**** Provided data ****
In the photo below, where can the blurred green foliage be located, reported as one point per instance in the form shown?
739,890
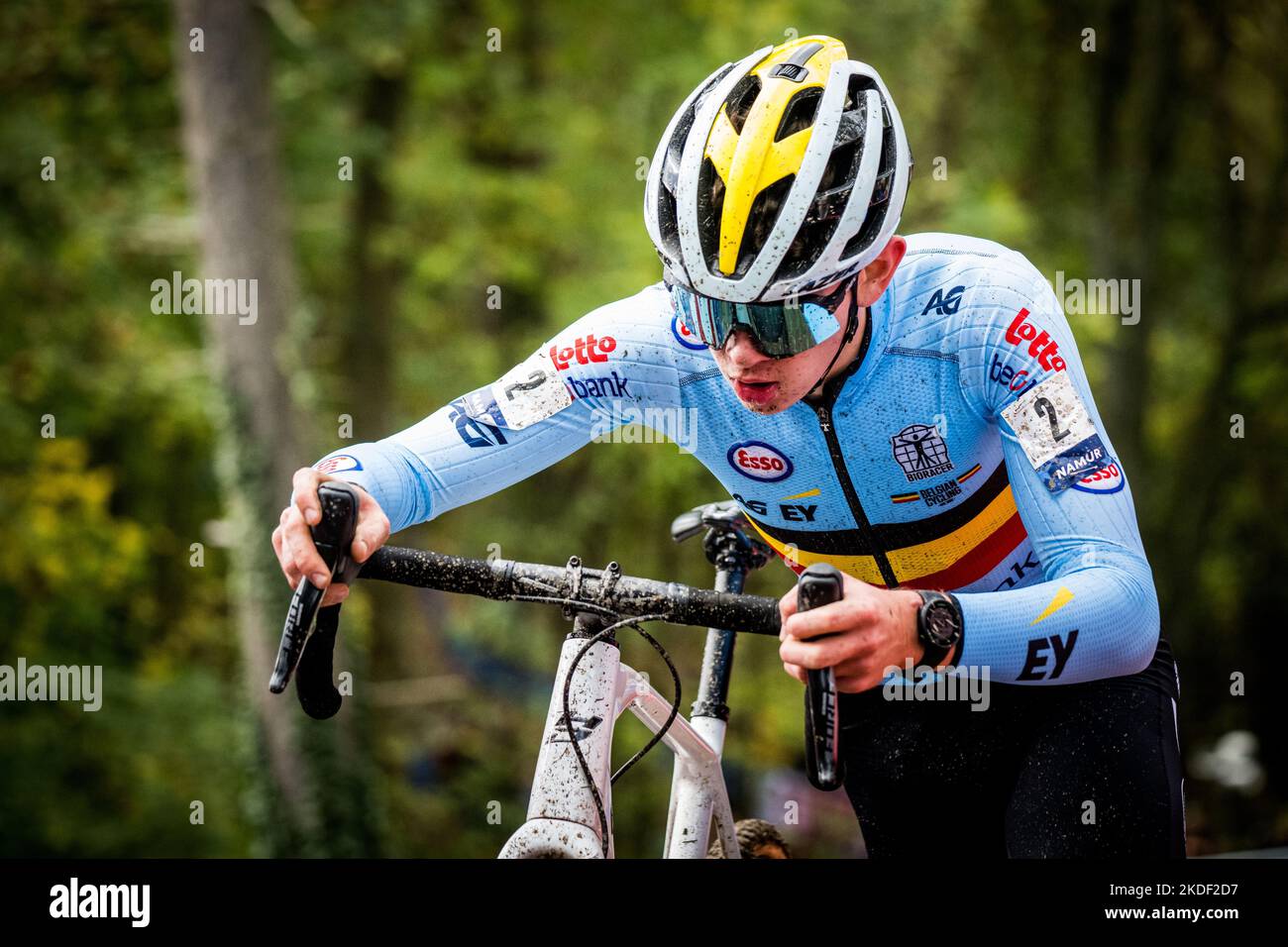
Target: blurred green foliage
520,169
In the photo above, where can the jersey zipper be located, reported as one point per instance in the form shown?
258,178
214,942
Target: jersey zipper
851,495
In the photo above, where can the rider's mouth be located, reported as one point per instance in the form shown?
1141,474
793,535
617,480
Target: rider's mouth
756,392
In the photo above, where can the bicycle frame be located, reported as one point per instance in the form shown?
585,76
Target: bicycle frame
563,821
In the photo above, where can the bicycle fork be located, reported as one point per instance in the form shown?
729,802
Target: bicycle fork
563,815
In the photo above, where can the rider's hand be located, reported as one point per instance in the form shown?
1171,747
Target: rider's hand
872,629
294,543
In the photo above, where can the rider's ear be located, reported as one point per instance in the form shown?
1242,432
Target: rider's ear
877,274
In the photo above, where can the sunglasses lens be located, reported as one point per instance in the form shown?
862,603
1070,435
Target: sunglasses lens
778,329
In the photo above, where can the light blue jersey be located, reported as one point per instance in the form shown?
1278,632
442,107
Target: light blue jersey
964,451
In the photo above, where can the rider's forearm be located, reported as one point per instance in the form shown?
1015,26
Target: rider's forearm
1094,621
391,474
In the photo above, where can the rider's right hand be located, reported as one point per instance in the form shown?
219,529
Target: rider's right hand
294,543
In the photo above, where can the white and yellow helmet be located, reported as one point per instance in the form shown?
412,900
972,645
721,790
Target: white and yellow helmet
781,174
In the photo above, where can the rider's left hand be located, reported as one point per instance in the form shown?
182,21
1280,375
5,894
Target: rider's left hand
871,629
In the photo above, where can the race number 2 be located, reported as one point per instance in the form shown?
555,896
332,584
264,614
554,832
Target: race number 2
1056,433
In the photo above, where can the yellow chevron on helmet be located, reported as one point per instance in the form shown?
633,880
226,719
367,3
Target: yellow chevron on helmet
755,157
780,174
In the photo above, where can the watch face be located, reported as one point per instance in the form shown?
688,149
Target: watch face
941,622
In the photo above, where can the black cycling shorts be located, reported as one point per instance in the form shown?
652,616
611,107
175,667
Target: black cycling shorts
1087,770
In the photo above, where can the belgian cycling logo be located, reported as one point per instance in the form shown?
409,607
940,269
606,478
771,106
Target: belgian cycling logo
760,462
584,351
945,305
1108,479
1012,379
338,463
684,335
921,451
1041,344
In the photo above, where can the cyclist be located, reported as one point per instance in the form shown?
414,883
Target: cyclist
912,410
****
▶ Work to be completed
Skipping the pictures, transcribe each line above exactly as it appears.

▶ In response
In the photo below, where can the blurred green foliage be located, reported as one point per instance in the form shown?
739,890
Target: blurred green foliage
520,169
In the photo above, where can the jersey zipper be located, reported as one point per instance in the form shown?
258,178
214,942
Target: jersey zipper
851,495
In the photo above, where can the rider's mouth be located, reported as one point per instance in the form shown?
1141,474
793,535
617,480
Target: rider's mouth
756,392
In the photo above, where can the bicycle frame be located, reported as one point per instance in the form shown?
585,76
Target: bicycle frame
563,821
In the photo above, where can the bicycle fork be located, reported as one point per instance in the form shown?
729,802
Target: bicycle fork
563,815
In the photo above, where can the rider's hand be located, reported as one point per instance in the form shown?
1171,747
Target: rider's hand
872,629
294,543
In the photo above, where can the rider's ear be located, reported as one point per instance in the form shown?
1242,432
Target: rider's ear
877,274
In the photo above, where can the sunglasses lens be located, reported as one point per instance in the form shown?
862,603
1070,435
Target: sunglasses lens
778,329
In the photo above, where can the light blue jersey be located, reported as one point per instance in the form shown?
1278,632
442,107
Target: light blue jersey
964,451
In the photo above, where can the rider's forearm be located, reported as one point per instance in the form shown?
1015,26
Target: rider's forearm
1094,621
391,474
In the photo above, where can the rider's right hand be located, reported as one point per instance in the form shown?
219,529
Target: rider's right hand
294,543
In the photo above, where can the white and yellow helmet be located, reported as one point per instance in the form shown?
412,900
972,645
721,790
Target: white and yellow helmet
781,174
In the photo above, where can the rider's left hand be located, reported as one point per instance in the form shown?
182,21
1280,375
5,894
Target: rider's left hand
871,629
In the photo above, where can the race number 2 be located, reported as one point per instance in the form shown?
555,896
332,584
264,614
554,832
Target: race number 2
1056,433
In the photo above, where can the yellow chevron on helmet be located, reported as one point per instance in the form shown?
633,880
226,719
367,3
Target: yellow chevron on helmet
755,157
780,174
In the photo above, where can the watch face be located, reported as one point per instance in the form shown?
688,149
Target: watch face
941,622
In the photo above, where can the black cycling shorts be located, reported as one point per instance in the form shown?
652,616
611,107
175,667
Target: black cycling shorts
1087,770
In the photo above, where can the belgian cycling logo be located, reported as one point per instance in the form shown?
409,607
940,269
606,478
771,106
Target: belgian cycling logo
760,462
584,351
945,305
1108,479
1012,379
338,463
684,335
921,451
1041,344
In the photo above, where can the cyclist be located, reported as one point per instance in the form shown?
414,883
Target: cyclist
912,410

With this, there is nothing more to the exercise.